**Reading text**
::::

Like Will Rogers, Ronald Reagan rode. Both were proud to be called a “cowboy.” There was a quarter century difference in their ages. Will Rogers was born on an Oklahoma ranch in 1879 and Reagan was born in Illinois in 1911. At age 55, Will Rogers was killed in a 1935 air crash in Alaska. Ronald Reagan died at 93.

Intensely interested in politics, both boasted careers in radio, movies and public speaking. Will Rogers became a major newspaper columnist, author and stage actor.
Both men scored in cinema. Reagan debuted in “Love in on the Air” in 1937. Will Rogers, beginning in 1918, starred in 71 features. Neither actor won an Oscar.
Both were actively outspoken in collective bargaining for actors’ wages and working conditions. Rogers was more behind the scenes. Reagan in 1947 was elected president of the Screen Actors Guild.

::::

**Provided information**
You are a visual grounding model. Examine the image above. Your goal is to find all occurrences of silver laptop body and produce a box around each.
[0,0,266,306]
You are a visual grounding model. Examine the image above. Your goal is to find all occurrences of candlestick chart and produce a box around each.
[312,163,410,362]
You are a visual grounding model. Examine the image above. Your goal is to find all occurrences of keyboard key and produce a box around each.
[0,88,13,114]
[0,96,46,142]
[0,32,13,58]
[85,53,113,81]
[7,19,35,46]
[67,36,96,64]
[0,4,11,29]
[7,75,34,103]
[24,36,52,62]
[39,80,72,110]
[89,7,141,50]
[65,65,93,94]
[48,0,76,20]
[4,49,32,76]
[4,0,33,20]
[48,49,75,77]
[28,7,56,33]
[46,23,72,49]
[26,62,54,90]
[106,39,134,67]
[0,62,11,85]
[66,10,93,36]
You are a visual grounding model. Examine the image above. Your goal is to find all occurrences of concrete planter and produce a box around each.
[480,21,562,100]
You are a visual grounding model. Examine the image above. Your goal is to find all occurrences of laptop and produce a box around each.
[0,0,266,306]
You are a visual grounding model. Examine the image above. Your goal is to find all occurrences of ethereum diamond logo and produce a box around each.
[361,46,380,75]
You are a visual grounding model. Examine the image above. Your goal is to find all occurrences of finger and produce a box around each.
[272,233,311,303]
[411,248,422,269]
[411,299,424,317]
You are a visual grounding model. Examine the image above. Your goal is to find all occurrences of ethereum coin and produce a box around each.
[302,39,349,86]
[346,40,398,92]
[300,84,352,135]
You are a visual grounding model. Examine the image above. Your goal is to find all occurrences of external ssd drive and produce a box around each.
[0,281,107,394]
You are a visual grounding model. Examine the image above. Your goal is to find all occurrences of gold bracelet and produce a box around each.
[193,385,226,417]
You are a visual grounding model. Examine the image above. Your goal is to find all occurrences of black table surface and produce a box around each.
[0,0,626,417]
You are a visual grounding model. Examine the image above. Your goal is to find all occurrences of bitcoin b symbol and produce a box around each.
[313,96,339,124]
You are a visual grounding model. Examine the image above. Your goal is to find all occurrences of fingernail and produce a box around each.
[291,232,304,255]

::::

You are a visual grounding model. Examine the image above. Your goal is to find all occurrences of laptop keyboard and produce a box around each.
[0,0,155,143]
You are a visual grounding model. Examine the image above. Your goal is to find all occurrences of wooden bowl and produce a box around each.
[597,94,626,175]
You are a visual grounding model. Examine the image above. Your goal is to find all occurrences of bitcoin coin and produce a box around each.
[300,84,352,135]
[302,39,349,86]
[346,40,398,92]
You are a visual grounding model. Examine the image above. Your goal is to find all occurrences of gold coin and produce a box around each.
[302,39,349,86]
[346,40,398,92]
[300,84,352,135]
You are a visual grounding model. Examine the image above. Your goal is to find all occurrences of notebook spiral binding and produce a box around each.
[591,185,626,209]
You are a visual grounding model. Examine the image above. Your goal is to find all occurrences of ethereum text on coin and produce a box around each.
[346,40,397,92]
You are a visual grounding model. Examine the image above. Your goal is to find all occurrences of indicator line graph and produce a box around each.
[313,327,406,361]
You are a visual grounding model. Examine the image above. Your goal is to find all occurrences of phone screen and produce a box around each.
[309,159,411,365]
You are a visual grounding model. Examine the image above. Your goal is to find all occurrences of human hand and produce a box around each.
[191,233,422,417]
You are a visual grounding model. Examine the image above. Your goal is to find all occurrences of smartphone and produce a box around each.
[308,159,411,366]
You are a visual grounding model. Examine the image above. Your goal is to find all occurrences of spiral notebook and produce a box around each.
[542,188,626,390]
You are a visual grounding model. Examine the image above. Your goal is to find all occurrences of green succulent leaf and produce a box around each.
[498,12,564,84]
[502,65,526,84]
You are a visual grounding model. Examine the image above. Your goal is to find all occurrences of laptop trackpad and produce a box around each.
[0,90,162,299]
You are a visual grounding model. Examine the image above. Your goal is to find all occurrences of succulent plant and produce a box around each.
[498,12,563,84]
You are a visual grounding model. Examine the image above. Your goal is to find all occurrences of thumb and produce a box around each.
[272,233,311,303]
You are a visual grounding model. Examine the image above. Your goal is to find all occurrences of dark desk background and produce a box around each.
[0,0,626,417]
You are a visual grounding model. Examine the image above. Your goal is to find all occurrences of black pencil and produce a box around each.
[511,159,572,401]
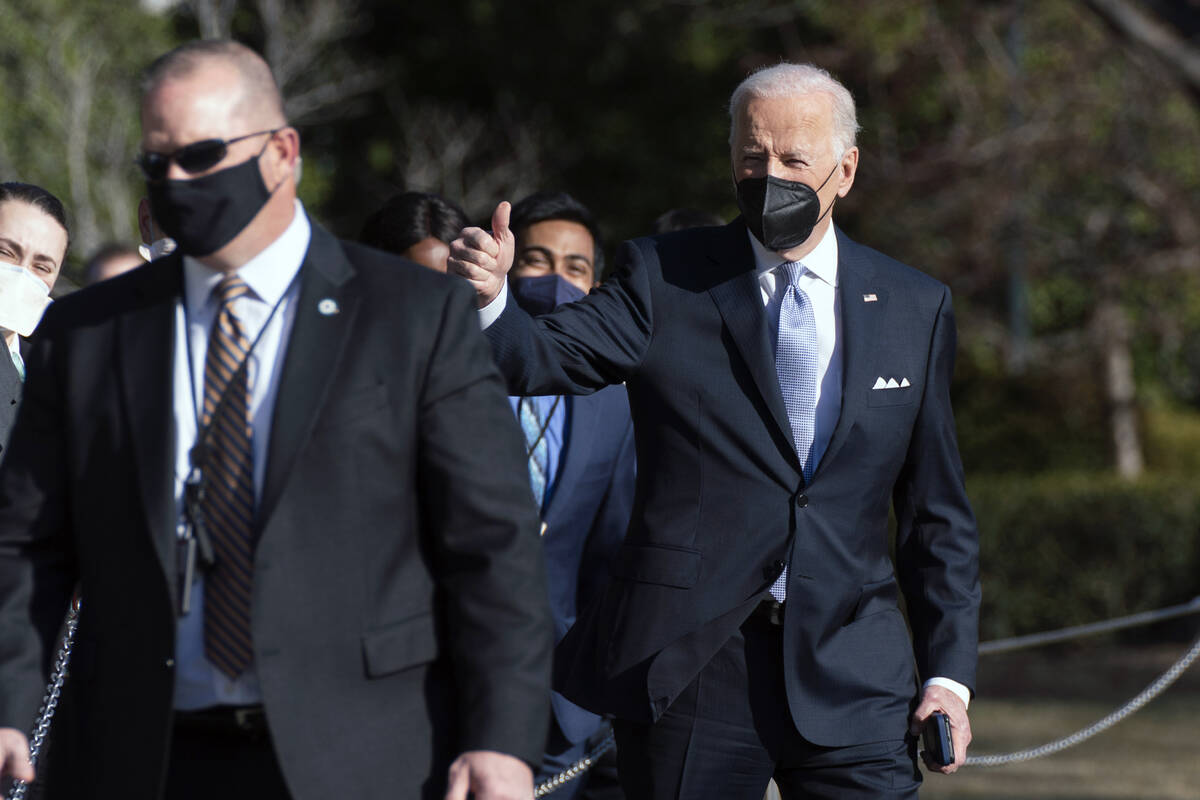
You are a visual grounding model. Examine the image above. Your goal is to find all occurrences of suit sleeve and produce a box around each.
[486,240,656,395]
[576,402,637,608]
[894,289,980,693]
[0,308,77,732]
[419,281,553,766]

::::

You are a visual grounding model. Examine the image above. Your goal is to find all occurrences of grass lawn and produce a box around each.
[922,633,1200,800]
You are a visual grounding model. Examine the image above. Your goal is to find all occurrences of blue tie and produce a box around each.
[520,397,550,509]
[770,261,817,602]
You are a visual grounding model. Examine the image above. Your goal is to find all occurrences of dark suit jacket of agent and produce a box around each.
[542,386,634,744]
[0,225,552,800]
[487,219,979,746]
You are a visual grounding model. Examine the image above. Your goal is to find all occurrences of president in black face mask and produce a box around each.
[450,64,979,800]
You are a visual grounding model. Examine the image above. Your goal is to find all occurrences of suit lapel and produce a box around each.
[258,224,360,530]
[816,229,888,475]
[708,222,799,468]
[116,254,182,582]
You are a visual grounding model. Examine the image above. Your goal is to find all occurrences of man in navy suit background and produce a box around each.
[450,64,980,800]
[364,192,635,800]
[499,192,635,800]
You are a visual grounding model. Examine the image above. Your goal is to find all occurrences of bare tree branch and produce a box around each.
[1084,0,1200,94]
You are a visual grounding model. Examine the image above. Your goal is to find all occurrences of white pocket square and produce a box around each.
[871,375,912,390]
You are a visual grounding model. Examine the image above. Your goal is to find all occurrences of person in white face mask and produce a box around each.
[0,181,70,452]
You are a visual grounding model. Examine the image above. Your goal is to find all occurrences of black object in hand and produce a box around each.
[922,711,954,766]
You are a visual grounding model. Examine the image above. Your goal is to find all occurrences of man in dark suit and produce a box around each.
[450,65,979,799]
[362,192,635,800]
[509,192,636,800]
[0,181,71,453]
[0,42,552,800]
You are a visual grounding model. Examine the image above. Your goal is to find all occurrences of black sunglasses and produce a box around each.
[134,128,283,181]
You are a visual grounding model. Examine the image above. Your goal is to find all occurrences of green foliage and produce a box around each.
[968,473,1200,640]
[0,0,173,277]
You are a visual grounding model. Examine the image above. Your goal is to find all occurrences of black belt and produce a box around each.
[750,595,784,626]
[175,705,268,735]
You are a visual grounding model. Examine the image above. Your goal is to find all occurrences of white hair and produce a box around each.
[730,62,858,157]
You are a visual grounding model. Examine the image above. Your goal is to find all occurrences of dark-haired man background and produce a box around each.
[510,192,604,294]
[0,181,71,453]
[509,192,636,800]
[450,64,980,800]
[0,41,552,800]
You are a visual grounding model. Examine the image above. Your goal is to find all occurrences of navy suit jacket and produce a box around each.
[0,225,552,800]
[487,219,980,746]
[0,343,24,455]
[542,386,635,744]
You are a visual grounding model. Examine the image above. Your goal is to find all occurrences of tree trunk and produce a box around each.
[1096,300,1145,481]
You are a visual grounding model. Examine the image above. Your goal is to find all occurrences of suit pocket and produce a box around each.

::::

**Work instructions**
1. According to the text comparing Will Rogers and Ronald Reagan, what organization elected Reagan its president in 1947?
2. Copy the passage from the Will Rogers and Ronald Reagan text word for word, starting at "Like Will Rogers, Ronald" and ending at "won an Oscar.".
3. Write the next part of the text comparing Will Rogers and Ronald Reagan, picking up after its final sentence.
You won't need the items to do any of this.

**Task-by-task outputs**
1. The Screen Actors Guild.

2.
Like Will Rogers, Ronald Reagan rode. Both were proud to be called a “cowboy.” There was a quarter century difference in their ages. Will Rogers was born on an Oklahoma ranch in 1879 and Reagan was born in Illinois in 1911. At age 55, Will Rogers was killed in a 1935 air crash in Alaska. Ronald Reagan died at 93.

Intensely interested in politics, both boasted careers in radio, movies and public speaking. Will Rogers became a major newspaper columnist, author and stage actor.
Both men scored in cinema. Reagan debuted in “Love in on the Air” in 1937. Will Rogers, beginning in 1918, starred in 71 features. Neither actor won an Oscar.

3.
Reagan was a Democrat who switched parties in 1962. Will Rogers said: “I’m not a member of any organized party, I’m a Democrat.” Will Rogers was playfully nominated by Life Magazine in 1928 as a prank candidate for President of the United States and declared “if elected I’ll resign.” “Another big reason I should be nominated is I am not a Democrat,” Will Rogers wrote. “Another bigger reason why I should be nominated is I am not a Republican. I am just progressive enough to suit the dissatisfied. And lazy enough to be a Stand Patter.”

Ronald Reagan was more earnest in politics. After supporting Eisenhower and Nixon for president as a Democrat, he became a Republican who twice won the governorship of California and the American presidency.

(Note: Joe Carter is a Will Rogers biographer and former director of the Will Rogers Memorial Commission of Claremore, Oklahoma.)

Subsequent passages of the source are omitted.